:: Texte source

2016-07-29

Barjols, 1801, une visite à Cécile Audibert

Nous avions rencontré Cécile toute jeune fille, elle avait vingt ans à la veille de son mariage, en novembre 1785. Elle a quitté notre village pour vivre dans la famille de son mari, Joseph Burle, maître boulanger à Barjols.


J’ai souvent pensé à Magdelaine Allier (sosa 173) qui devait aller voir sa fille. Barjols est distant de 25 km de Saint-Julien.

Allons leur rendre visite dans le quartier de la Grand'rue à Barjols, au début de l’année 1801.
A cette époque-là, Cécile a 36 ans, elle va bientôt mettre au monde son cinquième enfant.
Magdelaine est sans doute présente lors du romérage le 16 au 19 janvier. Il s’agit de la fête votive, celle de saint Marcel, le patron de Barjols qui a inspiré le prénom de tant de garçons. C’est une fête spéciale qui mêle les danses païennes et les rites catholiques. Dans l’église, le curé et ses paroissiens dansent les tripettes devant le buste du saint. Les bravadeurs tirent des salves de tromblon, la procession s’achemine à la rencontre du bœuf gras tout enrubanné. Les messes, les danses, les farandoles au son du fifre et des tambourins se succèdent; le troisième jour est celui du sacrifice du bœuf qui sera rôti et dégusté par la population.

Devinez quel prénom porte le nouveau bébé de Cécile ? 
Je suppose qu’elle a fait le vœu d’avoir un fils pendant la messe du romérage.
Hipolite Marcel est né le 26 janvier. La jeune maman a besoin de l’aide de sa mère encore bien vaillante à l’âge de 62 ans.
Mais que lui arrive-t-il ? Le 22 pluviôse an 9, Magdelaine gamberge, elle se sent bien fatiguée. Elle meurt brutalement à 10 heures du soir. Son petit-fils, nouveau-né, n’a que deux semaines. Voilà Cécile bien désemparée, elle va faire prévenir son frère Jean François, aubergiste à Saint-Julien. Cécile pleure sa maman. 
De plus, elle est très inquiète pour son petit Joseph Laurent âgé de 2 ans et demi lequel est bien fiévreux. Le lendemain, à la même heure de 10 h du soir, l’enfant ne respire plus. Cécile pleure deux fois plus, si une telle chose est possible.

Quel triste enterrement !  La grand-mère et son petit-fils se sont suivis en quelques heures !

Voici l’acte de décès de l’enfant (AD 83). Il contient une erreur sur le nom de sa mère qui est appelée Magdelene Audibert, du prénom de la grand-mère décédée le jour d'avant.

::::

### Objectif de l'exercice
Mettez à jour le récit de la visite à Cécile Audibert en le reproduisant depuis « Allons leur rendre » jusqu'à « par la population. », avec « fête patronale » à la place de « fête votive ».

:: Jeu de données

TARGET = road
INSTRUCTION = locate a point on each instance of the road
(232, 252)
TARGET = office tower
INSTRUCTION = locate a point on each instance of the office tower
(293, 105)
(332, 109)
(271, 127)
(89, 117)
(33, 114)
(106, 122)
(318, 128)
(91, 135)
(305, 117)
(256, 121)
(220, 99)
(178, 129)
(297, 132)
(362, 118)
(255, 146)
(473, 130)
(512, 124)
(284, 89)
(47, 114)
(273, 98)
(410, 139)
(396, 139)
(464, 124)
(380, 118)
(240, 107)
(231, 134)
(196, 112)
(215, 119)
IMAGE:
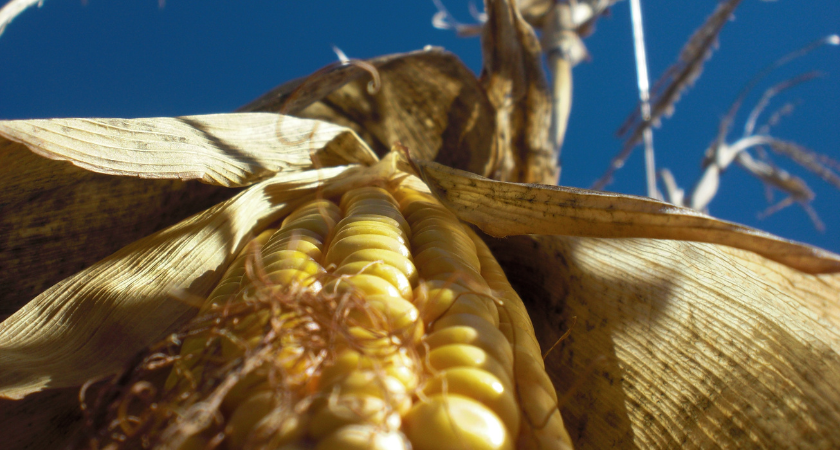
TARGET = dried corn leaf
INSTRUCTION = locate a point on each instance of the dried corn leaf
(428, 101)
(57, 219)
(44, 420)
(680, 344)
(223, 149)
(504, 209)
(294, 96)
(515, 85)
(89, 324)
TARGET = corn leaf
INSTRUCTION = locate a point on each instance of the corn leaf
(90, 323)
(514, 81)
(57, 219)
(504, 209)
(224, 149)
(681, 344)
(453, 129)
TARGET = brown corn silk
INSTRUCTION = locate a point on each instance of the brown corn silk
(371, 320)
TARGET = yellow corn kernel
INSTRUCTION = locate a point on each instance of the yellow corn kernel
(376, 320)
(451, 421)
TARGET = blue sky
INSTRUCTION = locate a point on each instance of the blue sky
(112, 58)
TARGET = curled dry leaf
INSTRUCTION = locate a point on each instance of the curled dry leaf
(56, 219)
(515, 85)
(225, 149)
(504, 209)
(681, 344)
(90, 324)
(428, 100)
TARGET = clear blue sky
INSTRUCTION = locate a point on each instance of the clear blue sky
(113, 58)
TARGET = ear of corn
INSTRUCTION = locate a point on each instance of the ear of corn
(378, 322)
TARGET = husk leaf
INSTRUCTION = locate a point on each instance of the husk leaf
(90, 324)
(513, 79)
(56, 219)
(682, 344)
(428, 101)
(223, 149)
(505, 209)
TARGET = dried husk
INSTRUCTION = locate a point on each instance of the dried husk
(452, 129)
(676, 344)
(505, 209)
(682, 344)
(91, 323)
(54, 211)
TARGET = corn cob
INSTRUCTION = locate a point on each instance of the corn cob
(377, 322)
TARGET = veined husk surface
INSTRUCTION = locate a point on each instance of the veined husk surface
(673, 343)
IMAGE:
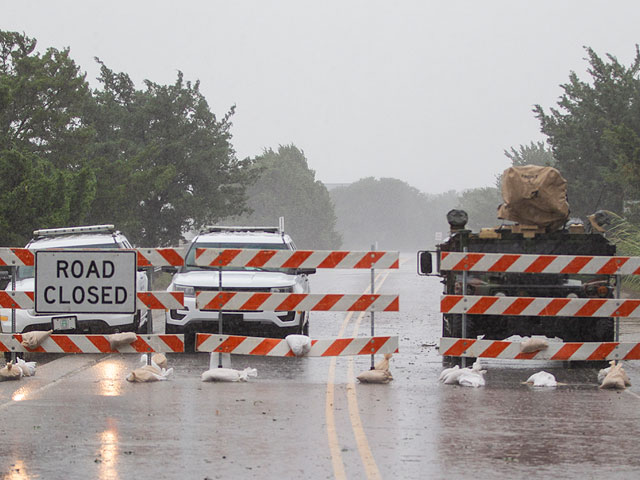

::::

### Réponse
Allons leur rendre visite dans le quartier de la Grand'rue à Barjols, au début de l’année 1801.
A cette époque-là, Cécile a 36 ans, elle va bientôt mettre au monde son cinquième enfant.
Magdelaine est sans doute présente lors du romérage le 16 au 19 janvier. Il s’agit de la fête patronale, celle de saint Marcel, le patron de Barjols qui a inspiré le prénom de tant de garçons. C’est une fête spéciale qui mêle les danses païennes et les rites catholiques. Dans l’église, le curé et ses paroissiens dansent les tripettes devant le buste du saint. Les bravadeurs tirent des salves de tromblon, la procession s’achemine à la rencontre du bœuf gras tout enrubanné. Les messes, les danses, les farandoles au son du fifre et des tambourins se succèdent; le troisième jour est celui du sacrifice du bœuf qui sera rôti et dégusté par la population.